▶ _Short task_: Repeat all the material exactly; pictures stay out of your copy.

··· Data listing ···

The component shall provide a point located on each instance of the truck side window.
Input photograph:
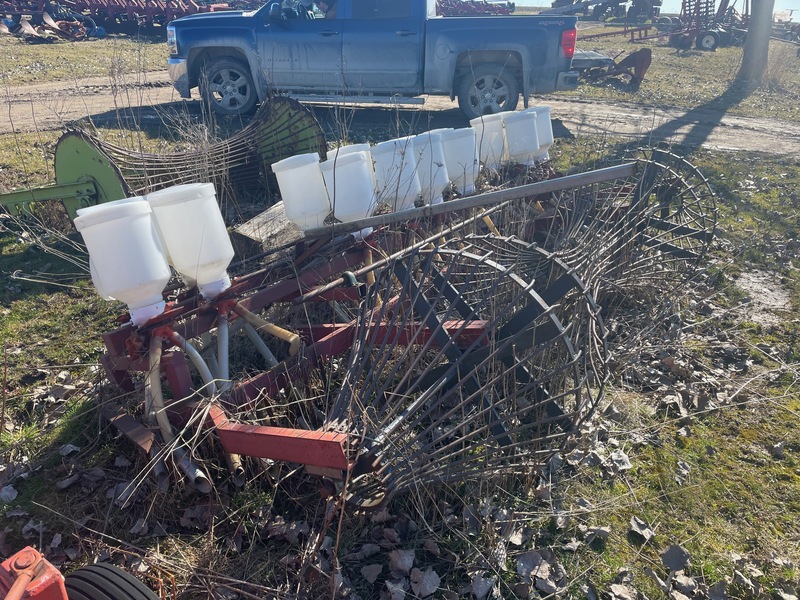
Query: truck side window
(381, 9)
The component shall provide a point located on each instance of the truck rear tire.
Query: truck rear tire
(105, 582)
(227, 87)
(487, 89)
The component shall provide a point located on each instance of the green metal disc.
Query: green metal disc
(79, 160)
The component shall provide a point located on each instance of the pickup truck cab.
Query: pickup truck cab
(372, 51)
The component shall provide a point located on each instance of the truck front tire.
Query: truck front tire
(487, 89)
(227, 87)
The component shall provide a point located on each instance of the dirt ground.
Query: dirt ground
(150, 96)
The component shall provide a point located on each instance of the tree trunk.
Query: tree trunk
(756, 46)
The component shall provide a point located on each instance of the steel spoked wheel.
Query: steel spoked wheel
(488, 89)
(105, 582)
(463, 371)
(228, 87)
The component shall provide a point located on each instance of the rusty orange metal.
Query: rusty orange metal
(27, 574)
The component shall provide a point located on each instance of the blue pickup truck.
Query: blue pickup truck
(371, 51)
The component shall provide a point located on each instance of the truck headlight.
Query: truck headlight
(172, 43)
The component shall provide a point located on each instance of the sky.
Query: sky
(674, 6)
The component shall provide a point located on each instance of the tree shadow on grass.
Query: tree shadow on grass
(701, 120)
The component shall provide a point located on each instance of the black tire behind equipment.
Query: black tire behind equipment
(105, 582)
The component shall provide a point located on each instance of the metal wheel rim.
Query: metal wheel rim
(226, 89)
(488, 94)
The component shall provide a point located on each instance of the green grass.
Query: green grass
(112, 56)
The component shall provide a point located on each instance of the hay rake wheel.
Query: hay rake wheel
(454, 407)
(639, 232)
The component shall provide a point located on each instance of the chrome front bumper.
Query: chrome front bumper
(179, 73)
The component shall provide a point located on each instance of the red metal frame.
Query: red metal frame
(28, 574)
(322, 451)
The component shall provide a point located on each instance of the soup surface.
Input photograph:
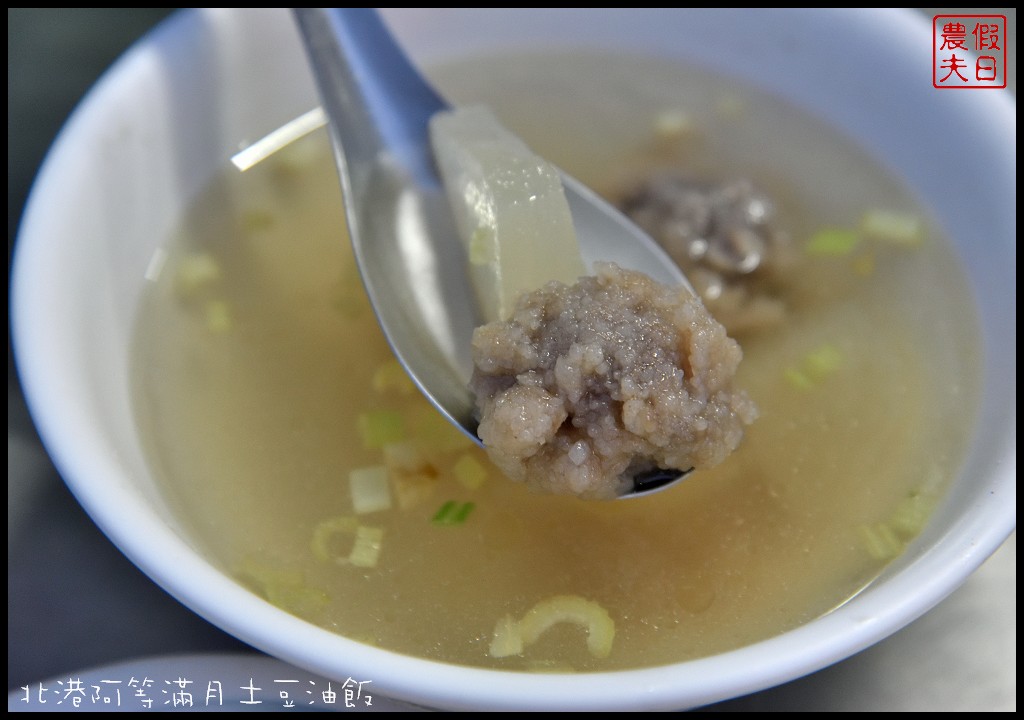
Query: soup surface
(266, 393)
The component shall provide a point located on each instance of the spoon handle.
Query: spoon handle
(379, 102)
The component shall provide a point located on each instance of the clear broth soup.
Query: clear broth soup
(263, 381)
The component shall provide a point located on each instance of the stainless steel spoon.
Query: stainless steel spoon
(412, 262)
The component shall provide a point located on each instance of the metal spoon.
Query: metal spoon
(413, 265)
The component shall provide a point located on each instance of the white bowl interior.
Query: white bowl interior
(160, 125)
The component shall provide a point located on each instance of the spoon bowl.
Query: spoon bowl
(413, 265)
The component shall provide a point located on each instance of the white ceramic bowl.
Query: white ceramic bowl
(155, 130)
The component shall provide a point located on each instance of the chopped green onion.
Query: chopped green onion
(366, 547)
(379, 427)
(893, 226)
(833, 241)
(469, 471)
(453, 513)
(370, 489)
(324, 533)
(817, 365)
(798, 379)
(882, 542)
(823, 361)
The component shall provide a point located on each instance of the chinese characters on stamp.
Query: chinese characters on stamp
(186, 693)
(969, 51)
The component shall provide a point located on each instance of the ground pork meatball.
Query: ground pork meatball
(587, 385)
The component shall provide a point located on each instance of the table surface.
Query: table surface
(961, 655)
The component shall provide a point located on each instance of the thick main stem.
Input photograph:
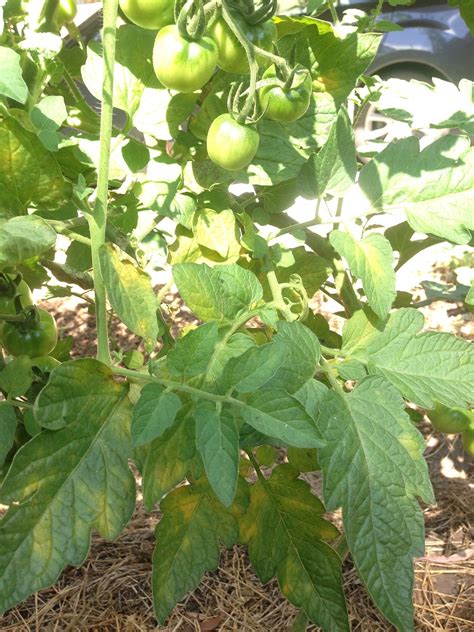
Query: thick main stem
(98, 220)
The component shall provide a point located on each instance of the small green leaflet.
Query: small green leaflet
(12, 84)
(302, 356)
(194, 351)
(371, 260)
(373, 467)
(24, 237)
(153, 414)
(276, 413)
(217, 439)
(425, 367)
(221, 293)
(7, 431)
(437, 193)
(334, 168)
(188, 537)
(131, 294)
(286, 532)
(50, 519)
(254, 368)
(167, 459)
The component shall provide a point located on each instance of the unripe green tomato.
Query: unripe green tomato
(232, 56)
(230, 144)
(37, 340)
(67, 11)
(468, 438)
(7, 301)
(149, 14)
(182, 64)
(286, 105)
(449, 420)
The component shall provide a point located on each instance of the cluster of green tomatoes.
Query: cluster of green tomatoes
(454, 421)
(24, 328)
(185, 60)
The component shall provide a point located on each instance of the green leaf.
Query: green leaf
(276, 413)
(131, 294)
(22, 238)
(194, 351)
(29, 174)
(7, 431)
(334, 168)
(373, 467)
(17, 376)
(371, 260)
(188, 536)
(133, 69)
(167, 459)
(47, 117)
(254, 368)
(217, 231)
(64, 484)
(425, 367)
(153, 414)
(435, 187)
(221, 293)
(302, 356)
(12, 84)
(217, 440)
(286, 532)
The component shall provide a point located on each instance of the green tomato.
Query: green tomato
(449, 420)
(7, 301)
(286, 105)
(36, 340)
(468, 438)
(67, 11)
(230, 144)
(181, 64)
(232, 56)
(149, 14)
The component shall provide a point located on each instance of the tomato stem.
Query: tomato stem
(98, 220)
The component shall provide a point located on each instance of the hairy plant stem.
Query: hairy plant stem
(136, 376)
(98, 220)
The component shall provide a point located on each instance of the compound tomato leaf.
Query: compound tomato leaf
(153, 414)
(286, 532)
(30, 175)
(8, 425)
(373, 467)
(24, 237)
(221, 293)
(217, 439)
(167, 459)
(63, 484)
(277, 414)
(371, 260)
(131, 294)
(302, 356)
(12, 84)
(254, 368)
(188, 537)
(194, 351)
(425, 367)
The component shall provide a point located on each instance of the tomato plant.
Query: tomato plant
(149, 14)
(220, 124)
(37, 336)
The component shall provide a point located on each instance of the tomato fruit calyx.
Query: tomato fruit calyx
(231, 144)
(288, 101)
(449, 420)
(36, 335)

···

▶ _Written reply_:
The component shall provide a point located on each instance of the truck side window.
Input photograph:
Query: truck side window
(381, 9)
The component shall provide a point located on each instance of the truck rear tire.
Query: truck rear tire
(105, 582)
(227, 87)
(487, 89)
The component shall provide a point located on each instance of the green metal disc.
Query: green metal disc
(79, 160)
The component shall provide a point located on each instance of the pickup truck cab.
Query: pickup truck cab
(372, 51)
The component shall provide a point located on each instance of the truck front tire.
Query: truck front tire
(487, 89)
(227, 87)
The component shall provide a point located on each instance of the dirt ground.
Query: dirt ground
(150, 96)
The component shall provide a point located on each instance of the tree trunk.
Query: tree trunk
(756, 46)
The component shall provide a point located on each instance of the steel spoked wheel.
Query: steel spoked wheel
(488, 89)
(105, 582)
(463, 371)
(228, 87)
The component shall provide a point located on each instance of the rusty orange metal.
Query: rusty orange metal
(27, 574)
The component shall provide a point located on each instance of the blue pickup truck.
Query: blue pickup truck
(371, 51)
The component shall provide a point located on each instance of the truck headlight.
Query: truck headlight
(172, 43)
The component shall provide a point located on each instance of the sky.
Query: sky
(674, 6)
The component shall provide a point located on each instance of the tree shadow on grass.
Query: tree shadow on grass
(701, 120)
The component shall provide a point located on each instance of the black tire behind equipment.
Query: black tire behind equipment
(105, 582)
The component shall provide a point located on each instance of the metal wheel rim.
Query: metal wheel rim
(226, 89)
(488, 94)
The component shall provide a point located on each instance of the green grass.
Query: green grass
(112, 56)
The component shall provide a point located on each instance of the hay rake wheel.
Query: hay rake wheel
(454, 407)
(639, 232)
The component shall provide a point located on each instance of the chrome front bumper.
Query: chrome front bumper
(179, 73)
The component shall provide a point located on each instance of the red metal frame.
Query: red metal frame
(28, 574)
(322, 451)
The component shall provide a point located on each instance of the soup surface.
Input photograph:
Query: soup surface
(266, 393)
The component shall provide a point located on each instance of the spoon handle.
Query: spoon handle
(379, 102)
The component shall provide a point located on each instance of the clear broth soup.
Query: clear broth soup
(263, 381)
The component shall provide a point located on each instance of the stainless steel spoon.
Query: stainless steel spoon
(412, 262)
The component shall provide a point located on each instance of the metal spoon.
Query: metal spoon
(413, 265)
The component shall provide a point located on each instance of the white bowl interior.
Query: white bowl interior
(160, 125)
The component shall provide a point located on each instance of the spoon bowl.
Query: spoon bowl
(413, 265)
The component shall provide a point located on each instance of the white ceramic bowl.
Query: white ceramic bowl
(155, 130)
The component shall provide a point located on each instance of the chopped green onion.
Query: chopped green onion
(366, 547)
(379, 427)
(893, 226)
(833, 241)
(469, 471)
(453, 513)
(370, 489)
(324, 533)
(817, 365)
(798, 379)
(882, 542)
(823, 361)
The component shall provide a point located on each instance of the chinese characters on stamp.
Query: chinese characters on stamp
(186, 693)
(969, 51)
The component shall provide a point located on each instance of the ground pork meatball.
Query: ground pork meatball
(587, 385)
The component shall provide a point located on each instance of the table surface.
Query: table surface
(961, 655)
The component shall provide a point located on each instance of the thick main stem.
Input photograph:
Query: thick main stem
(98, 220)
The component shall provide a point located on each instance of the small green leaflet.
Query: small green leaflet
(12, 84)
(302, 356)
(194, 351)
(371, 260)
(373, 467)
(24, 237)
(153, 414)
(276, 413)
(217, 439)
(425, 367)
(221, 293)
(7, 431)
(437, 193)
(334, 168)
(188, 537)
(131, 294)
(286, 532)
(50, 519)
(254, 368)
(167, 459)
The component shall provide a point located on each instance of the unripe green tomato.
Query: unripe green tomato
(232, 56)
(230, 144)
(37, 340)
(67, 11)
(468, 438)
(7, 301)
(149, 14)
(182, 64)
(286, 105)
(449, 420)
The component shall provide a point located on each instance of the cluster of green tomatoes.
Query: cluster of green tomatoes
(454, 421)
(24, 328)
(185, 60)
The component shall provide a point located on each instance of the green leaf.
Query: green leaf
(276, 413)
(131, 294)
(22, 238)
(194, 351)
(29, 174)
(7, 431)
(334, 168)
(373, 467)
(17, 376)
(371, 260)
(188, 536)
(133, 69)
(167, 459)
(47, 117)
(254, 368)
(217, 231)
(64, 484)
(425, 367)
(153, 414)
(435, 187)
(221, 293)
(302, 356)
(12, 84)
(217, 440)
(286, 532)
The component shall provide a point located on each instance of the green tomato.
Query: green tomato
(449, 420)
(7, 301)
(286, 105)
(36, 340)
(468, 438)
(67, 11)
(230, 144)
(181, 64)
(232, 56)
(149, 14)
The component shall provide a point located on each instance of the tomato stem.
Query: tomato stem
(98, 220)
The component shall provide a point located on each instance of the hairy plant stem.
Query: hairy plant stem
(136, 376)
(98, 220)
The component shall provide a point located on each instance of the compound tomato leaf.
Query: compound tomato leaf
(153, 414)
(286, 532)
(30, 175)
(8, 425)
(373, 467)
(24, 237)
(221, 293)
(217, 439)
(167, 459)
(63, 484)
(277, 414)
(371, 260)
(131, 294)
(302, 356)
(12, 84)
(254, 368)
(188, 537)
(194, 351)
(425, 367)
The component shall provide a point located on each instance of the tomato plant.
Query: tomato plant
(149, 14)
(220, 124)
(37, 336)
The component shall provide a point located on each instance of the tomato fruit calyx.
Query: tomato fruit calyx
(231, 144)
(288, 101)
(449, 420)
(36, 335)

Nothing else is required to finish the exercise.